## Task
Write out each line exactly, starting with the one containing "For every instance of the ancient" and stopping after the last line of the listing below.

## Dataset records
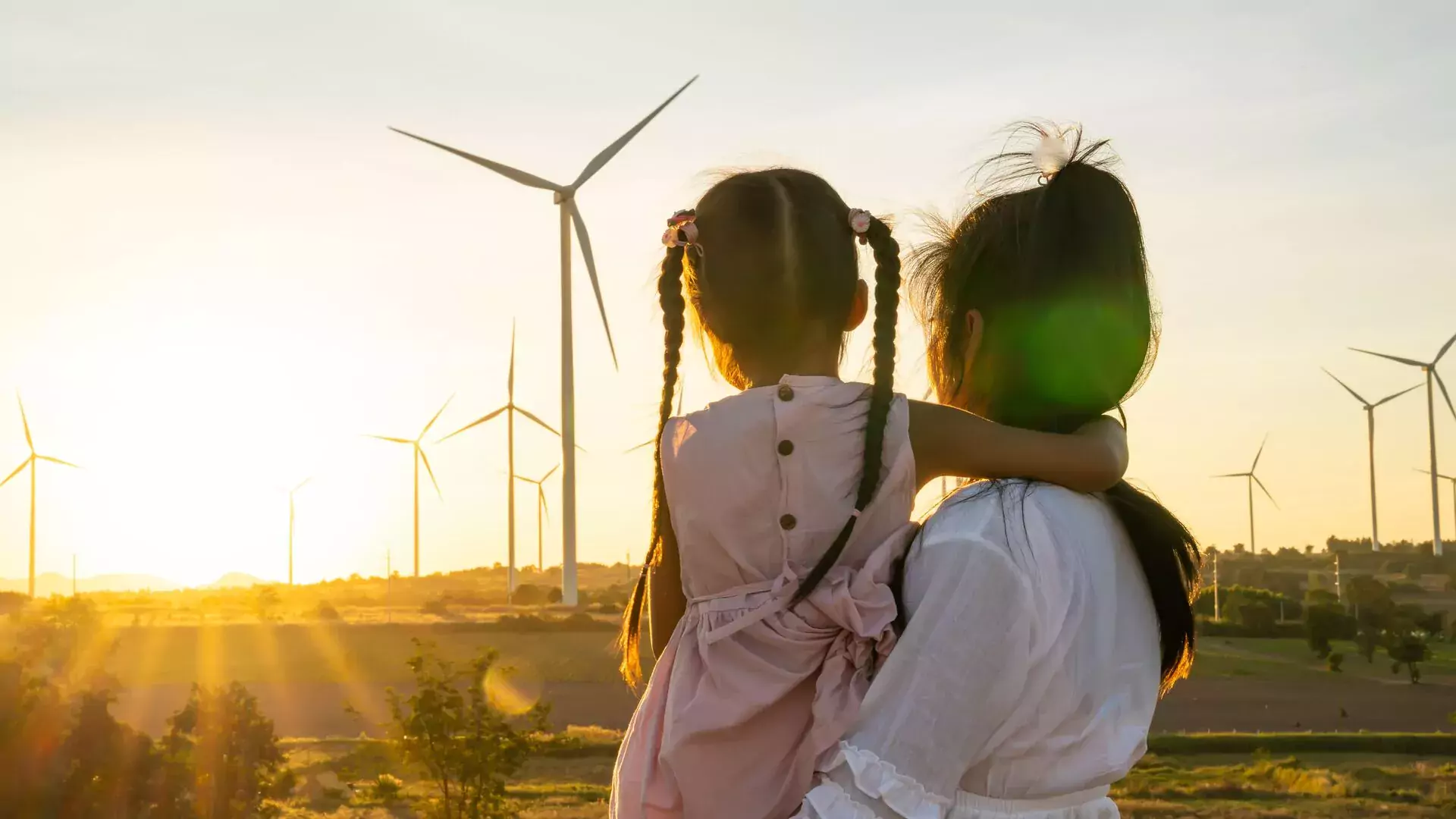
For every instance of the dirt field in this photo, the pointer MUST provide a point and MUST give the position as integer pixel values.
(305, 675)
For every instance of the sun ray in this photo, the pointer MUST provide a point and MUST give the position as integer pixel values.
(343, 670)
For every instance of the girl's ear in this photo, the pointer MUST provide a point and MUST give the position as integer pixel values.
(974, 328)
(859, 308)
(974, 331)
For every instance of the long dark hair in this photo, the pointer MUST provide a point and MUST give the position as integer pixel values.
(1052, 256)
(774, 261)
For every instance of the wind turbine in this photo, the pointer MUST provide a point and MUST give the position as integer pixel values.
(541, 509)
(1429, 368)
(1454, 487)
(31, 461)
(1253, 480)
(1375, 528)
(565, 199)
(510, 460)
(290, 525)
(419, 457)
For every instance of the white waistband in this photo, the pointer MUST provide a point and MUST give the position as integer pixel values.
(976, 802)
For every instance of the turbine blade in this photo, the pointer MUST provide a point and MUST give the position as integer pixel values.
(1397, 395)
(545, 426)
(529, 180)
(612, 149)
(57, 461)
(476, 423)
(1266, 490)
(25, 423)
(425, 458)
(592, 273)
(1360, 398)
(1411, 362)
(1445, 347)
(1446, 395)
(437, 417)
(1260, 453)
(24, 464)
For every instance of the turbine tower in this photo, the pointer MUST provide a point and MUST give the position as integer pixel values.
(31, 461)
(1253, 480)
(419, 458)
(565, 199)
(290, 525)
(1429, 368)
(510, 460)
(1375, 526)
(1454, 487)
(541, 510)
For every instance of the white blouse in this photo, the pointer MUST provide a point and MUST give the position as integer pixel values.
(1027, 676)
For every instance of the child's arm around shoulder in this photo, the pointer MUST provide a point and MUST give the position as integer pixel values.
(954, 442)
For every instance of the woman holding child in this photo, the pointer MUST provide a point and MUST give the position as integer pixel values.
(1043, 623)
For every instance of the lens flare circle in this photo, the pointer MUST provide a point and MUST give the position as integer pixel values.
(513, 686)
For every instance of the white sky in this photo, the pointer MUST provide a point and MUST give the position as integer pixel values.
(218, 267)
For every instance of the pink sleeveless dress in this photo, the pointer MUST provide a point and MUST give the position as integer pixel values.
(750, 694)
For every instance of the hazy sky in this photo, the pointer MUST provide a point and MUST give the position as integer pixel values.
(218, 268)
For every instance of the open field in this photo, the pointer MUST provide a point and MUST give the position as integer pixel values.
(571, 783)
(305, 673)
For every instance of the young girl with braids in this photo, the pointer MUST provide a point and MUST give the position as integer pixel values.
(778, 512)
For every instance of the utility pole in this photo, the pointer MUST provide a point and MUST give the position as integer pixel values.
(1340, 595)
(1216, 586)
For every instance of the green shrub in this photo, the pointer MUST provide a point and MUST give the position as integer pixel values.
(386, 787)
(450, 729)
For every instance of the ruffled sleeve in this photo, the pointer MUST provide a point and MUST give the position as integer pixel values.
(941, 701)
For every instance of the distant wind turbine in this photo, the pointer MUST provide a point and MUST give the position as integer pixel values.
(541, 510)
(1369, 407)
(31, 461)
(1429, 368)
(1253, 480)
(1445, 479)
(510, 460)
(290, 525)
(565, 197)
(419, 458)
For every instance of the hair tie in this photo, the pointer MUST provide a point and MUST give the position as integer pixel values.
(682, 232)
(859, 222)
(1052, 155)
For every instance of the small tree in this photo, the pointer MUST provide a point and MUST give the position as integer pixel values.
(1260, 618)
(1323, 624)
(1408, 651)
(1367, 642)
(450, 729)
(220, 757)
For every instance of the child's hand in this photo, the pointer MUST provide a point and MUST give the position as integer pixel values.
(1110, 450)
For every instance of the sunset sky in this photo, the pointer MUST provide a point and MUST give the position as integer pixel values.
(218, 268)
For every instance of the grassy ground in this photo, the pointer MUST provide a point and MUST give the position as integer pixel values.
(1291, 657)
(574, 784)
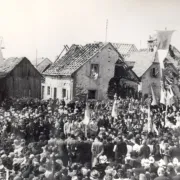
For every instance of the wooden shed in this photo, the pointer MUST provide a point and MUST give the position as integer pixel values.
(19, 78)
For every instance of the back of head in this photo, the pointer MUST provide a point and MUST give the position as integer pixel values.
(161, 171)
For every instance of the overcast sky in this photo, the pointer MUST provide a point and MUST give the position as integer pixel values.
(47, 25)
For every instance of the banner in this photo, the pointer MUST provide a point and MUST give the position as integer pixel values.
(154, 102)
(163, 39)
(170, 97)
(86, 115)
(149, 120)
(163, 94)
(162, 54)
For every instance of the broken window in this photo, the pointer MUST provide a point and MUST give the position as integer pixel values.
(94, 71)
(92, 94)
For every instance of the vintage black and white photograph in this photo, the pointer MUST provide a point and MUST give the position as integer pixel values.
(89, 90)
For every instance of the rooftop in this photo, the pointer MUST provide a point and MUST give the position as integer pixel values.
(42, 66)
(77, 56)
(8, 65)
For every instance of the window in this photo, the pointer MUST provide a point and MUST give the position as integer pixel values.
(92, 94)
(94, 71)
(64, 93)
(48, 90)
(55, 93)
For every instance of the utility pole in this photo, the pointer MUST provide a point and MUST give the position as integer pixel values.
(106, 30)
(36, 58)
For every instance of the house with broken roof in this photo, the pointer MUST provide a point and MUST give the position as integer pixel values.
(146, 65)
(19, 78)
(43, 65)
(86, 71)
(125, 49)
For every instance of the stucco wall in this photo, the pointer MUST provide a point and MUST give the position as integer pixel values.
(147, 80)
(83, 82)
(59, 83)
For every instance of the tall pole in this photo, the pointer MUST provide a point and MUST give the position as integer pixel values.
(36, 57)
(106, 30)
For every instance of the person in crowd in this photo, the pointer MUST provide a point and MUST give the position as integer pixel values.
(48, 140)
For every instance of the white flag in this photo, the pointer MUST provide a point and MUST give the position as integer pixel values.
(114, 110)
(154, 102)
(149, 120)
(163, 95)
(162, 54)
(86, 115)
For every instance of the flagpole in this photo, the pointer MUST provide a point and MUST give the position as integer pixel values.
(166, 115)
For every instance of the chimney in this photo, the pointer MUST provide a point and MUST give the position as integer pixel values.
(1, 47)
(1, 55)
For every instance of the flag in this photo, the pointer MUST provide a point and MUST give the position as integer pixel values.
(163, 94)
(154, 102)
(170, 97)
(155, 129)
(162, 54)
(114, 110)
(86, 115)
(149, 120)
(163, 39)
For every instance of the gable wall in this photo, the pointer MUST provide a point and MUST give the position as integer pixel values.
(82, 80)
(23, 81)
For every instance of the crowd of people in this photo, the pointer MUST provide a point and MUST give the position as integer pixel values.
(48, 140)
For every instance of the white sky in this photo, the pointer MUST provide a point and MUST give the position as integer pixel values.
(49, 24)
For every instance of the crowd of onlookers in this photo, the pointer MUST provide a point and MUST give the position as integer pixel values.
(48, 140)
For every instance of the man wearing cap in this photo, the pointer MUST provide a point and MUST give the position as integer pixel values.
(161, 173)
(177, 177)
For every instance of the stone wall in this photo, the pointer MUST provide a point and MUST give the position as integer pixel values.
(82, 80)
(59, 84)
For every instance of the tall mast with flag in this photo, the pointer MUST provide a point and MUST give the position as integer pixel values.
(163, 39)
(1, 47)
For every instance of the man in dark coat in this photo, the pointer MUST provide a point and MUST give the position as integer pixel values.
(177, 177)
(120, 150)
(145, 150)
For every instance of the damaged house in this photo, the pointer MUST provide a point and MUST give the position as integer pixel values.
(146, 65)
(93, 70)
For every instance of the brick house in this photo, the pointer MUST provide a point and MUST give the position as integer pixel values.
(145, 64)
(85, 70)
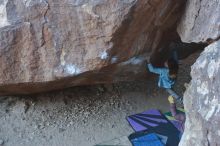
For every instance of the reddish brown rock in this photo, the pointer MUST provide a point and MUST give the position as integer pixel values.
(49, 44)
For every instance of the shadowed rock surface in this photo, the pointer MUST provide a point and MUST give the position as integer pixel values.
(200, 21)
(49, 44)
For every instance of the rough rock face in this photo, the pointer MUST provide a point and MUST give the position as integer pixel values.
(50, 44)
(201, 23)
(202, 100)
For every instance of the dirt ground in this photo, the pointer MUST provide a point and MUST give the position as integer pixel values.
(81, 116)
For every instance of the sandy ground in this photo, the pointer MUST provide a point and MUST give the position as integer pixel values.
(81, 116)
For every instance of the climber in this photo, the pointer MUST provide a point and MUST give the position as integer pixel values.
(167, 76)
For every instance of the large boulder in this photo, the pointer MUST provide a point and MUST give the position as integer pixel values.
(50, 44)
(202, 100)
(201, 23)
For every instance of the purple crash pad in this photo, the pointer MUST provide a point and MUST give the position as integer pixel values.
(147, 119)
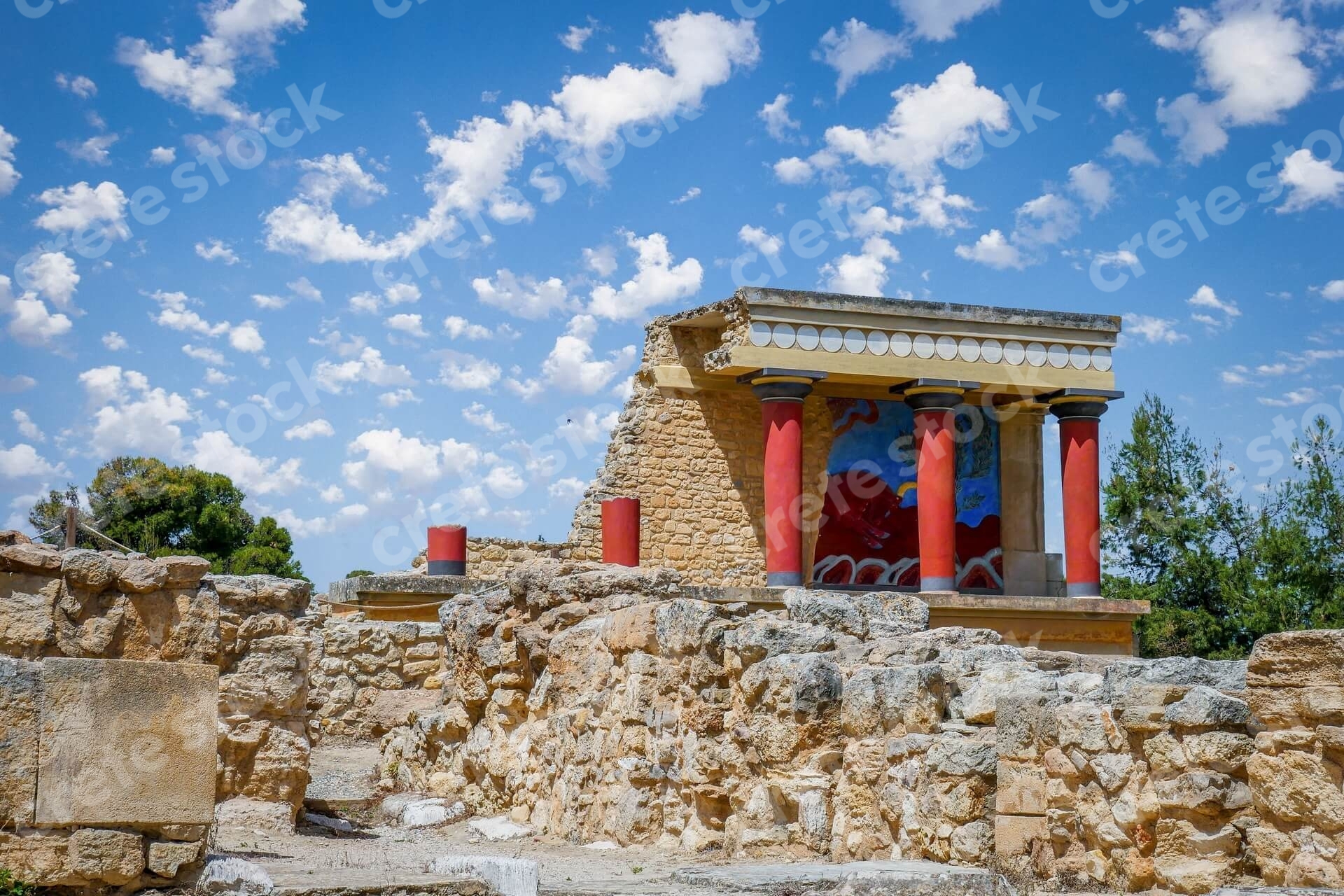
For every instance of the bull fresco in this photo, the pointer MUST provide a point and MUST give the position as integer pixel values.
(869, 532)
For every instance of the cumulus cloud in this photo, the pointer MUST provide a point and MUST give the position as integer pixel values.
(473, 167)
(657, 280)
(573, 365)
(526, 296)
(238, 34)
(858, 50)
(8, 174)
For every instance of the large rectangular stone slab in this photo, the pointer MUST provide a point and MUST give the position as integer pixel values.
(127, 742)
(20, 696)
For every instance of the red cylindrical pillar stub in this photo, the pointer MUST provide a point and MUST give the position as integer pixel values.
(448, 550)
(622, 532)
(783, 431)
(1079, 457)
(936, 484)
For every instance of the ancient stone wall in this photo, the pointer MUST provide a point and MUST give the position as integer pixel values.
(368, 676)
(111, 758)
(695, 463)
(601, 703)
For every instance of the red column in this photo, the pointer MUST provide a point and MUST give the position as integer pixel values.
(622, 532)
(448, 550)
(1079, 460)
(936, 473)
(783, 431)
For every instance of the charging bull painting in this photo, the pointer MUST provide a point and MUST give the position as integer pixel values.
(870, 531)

## The completed task
For every instance of the ancient stone wall in this photo, the pointer MUST provide a point and MUST give the position as integer pixel values.
(368, 676)
(111, 758)
(695, 463)
(601, 703)
For every instance of the red column in this photo, the pointer MUST provide a point and MUST give the position as integer pixel values.
(622, 532)
(448, 550)
(1079, 460)
(936, 473)
(783, 431)
For every instance of the charging bull painting in this photo, the pointer MUST provide a point and MUST give the position as integer pixel values.
(870, 531)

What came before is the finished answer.